Text provided Block Start
Suranga has uploaded his short film Sun of the lovely capitalism on YouTube and I’m pleased to share it with you. Please click here.

Day 3 – Oxhide I (Jiayin)

On day three, I have thankfully managed to avoid further motion sickness. Although I cannot say that I have moved into a better environment. Quite the opposite actually. After Alamar, a lovely trip to an atoll reef off Mexico, I ended up in a cramped apartment in China.

Oxhide is, to my mind, a strange hybrid of documentary and fiction. I felt unsure what was scripted and what was complete improvisation. In any case, director Liu Jiayin filmed daily life in the apartment she has lived with her parents. I was often surprised at the way Tsai Ming-liang has so far treated everyday life, and thought that he pretty much got the point. However, Jiayin went a step further and I cannot recall a single film that describes our (specifically their) mundane life so well.

There are two points in this film that interested me. The first was the framing. The slow films I study have as their main aesthetic feature a basis of vastness and nature. The landscape plays a major role, if it isn’t a character in itself (which I think it is in most cases). The framing tends to be loose, which is an interesting fact as loose frames are often associated with freedom for the character, but in the majority of slow films the characters are, in fact, trapped.
Text provided Block End
Data provided Block Start
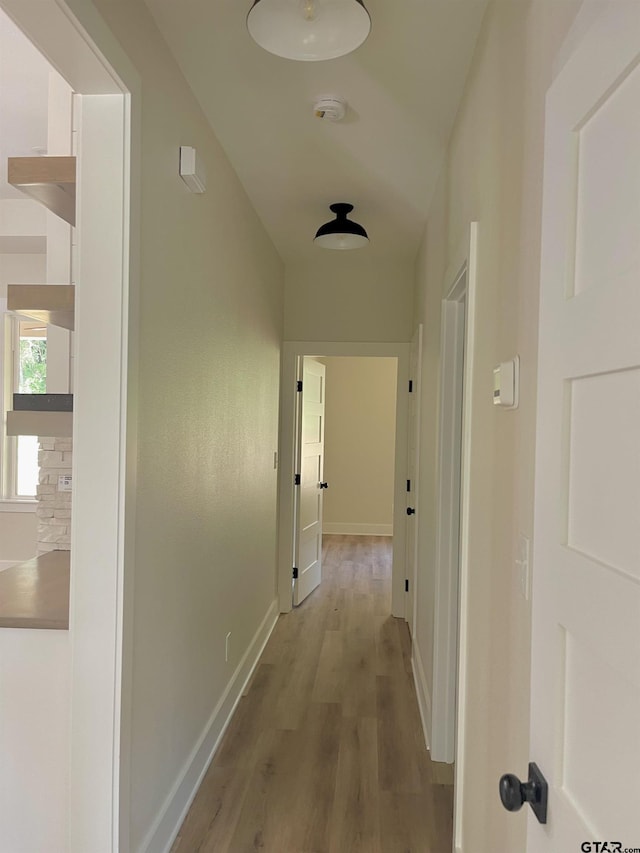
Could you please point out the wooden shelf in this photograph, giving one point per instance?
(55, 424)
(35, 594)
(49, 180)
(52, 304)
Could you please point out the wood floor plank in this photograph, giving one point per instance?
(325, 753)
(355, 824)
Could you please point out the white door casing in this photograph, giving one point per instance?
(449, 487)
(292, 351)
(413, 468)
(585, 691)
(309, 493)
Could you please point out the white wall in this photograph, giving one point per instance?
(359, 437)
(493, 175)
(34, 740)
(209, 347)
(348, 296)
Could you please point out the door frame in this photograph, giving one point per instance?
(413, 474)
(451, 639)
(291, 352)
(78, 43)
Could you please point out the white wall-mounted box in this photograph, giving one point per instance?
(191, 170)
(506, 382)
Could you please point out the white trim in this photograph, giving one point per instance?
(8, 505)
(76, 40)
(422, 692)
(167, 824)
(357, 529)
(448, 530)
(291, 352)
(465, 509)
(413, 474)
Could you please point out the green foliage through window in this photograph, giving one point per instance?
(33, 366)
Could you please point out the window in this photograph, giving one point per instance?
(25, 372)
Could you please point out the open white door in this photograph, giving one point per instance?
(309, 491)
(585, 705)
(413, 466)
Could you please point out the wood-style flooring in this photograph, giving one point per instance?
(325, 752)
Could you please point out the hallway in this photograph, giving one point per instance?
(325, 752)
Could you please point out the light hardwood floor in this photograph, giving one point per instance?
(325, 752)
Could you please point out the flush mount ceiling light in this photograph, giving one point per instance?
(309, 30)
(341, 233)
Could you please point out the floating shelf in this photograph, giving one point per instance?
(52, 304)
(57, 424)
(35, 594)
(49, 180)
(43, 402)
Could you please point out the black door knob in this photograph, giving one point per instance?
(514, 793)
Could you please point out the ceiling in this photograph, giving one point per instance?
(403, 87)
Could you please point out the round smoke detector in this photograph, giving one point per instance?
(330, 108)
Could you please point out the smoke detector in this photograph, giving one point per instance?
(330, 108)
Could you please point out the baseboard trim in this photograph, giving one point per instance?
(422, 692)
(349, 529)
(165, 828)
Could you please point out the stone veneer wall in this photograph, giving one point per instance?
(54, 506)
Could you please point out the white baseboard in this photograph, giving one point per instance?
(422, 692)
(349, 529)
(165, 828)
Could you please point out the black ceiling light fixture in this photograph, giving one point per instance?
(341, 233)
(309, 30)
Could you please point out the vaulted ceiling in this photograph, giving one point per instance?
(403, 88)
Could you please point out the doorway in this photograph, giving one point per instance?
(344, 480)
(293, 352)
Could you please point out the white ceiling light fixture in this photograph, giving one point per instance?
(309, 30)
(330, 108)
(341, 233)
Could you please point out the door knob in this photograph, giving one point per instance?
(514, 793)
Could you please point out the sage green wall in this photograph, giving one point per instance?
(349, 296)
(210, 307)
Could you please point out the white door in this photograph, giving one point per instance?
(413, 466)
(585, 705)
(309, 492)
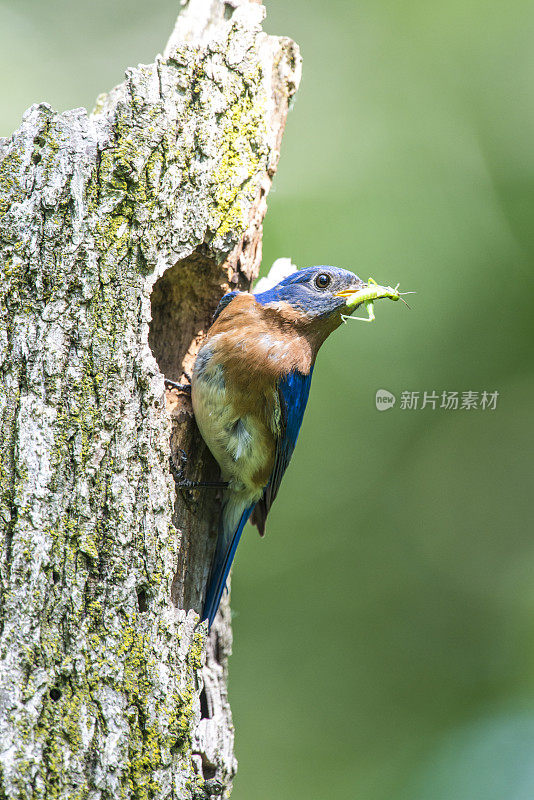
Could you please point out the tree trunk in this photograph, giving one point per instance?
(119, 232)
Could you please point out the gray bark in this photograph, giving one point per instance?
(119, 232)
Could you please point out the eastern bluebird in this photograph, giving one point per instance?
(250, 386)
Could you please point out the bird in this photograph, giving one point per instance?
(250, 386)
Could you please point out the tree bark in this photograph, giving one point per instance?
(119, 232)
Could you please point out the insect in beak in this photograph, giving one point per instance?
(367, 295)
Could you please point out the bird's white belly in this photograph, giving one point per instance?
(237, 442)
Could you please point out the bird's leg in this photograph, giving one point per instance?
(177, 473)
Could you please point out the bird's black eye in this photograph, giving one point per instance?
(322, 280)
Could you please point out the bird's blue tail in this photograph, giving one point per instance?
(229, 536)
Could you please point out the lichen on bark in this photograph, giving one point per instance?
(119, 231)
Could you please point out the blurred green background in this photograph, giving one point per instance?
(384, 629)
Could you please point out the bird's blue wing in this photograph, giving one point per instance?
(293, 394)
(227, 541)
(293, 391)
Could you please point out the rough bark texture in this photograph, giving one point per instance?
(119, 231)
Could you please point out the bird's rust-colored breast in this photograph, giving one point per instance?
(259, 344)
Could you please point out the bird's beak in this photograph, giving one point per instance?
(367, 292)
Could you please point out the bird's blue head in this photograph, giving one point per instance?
Data provided Block End
Questions on the material:
• A. In the text about the film Oxhide, answer these:
(i) Which film did the writer see before Oxhide?
(ii) Who directed Oxhide?
(iii) What does the writer call the main aesthetic feature of the slow films they study?
• B. Write what comes next in the text about the film Oxhide, starting after its last sentence.

Answer set:
• A.
(i) Alamar
(ii) Liu Jiayin
(iii) A basis of vastness and nature

• B.
Oxhide, Liu Jiaying
Oxhide, Liu Jiayin

In Oxhide, the traditional feature tight framing equals pressure and stress on the character is more valid. It is for me the outstanding aesthetic I took away from the screening. The film was claustrophobic, especially over the course of two hours. There was literally no space. Neither for the viewer nor for the characters. Indeed, the father (who’s the director’s real father; she was filming her real family) says at some point “There’s no room to move freely”.

This also accounts for the viewer. It creates a tense atmosphere, also because we are often forced to witness arguments, and because there’s no free space to take our eyes (and therefore our mind) off things, we’re stuck with watching uncomfortably. Another interesting fact in the same context is the lighting. It always seems to be dark in the flat. I can’t remember having seen a single window in the film, which adds to the feeling of imprisonment.

The second significant thing is the theme of poverty and capitalism, which I recognised in quite a few films, especially in those by Lav Diaz. Jiayin’s parents design, make and sell bags made from oxhide. At the beginning of the film, the dad wants Jiayin to get discount advertisements ready on the computer. We see that he reduces the original price for a bag by fifty percent. The discounts bring in money, but he is unhappy about how he, as the maker and designer of the bags, and as the owner of the shop, has lost control over his business. He says at one point “It’s our shop, our bags – and in the end it’s the customers who set the price”.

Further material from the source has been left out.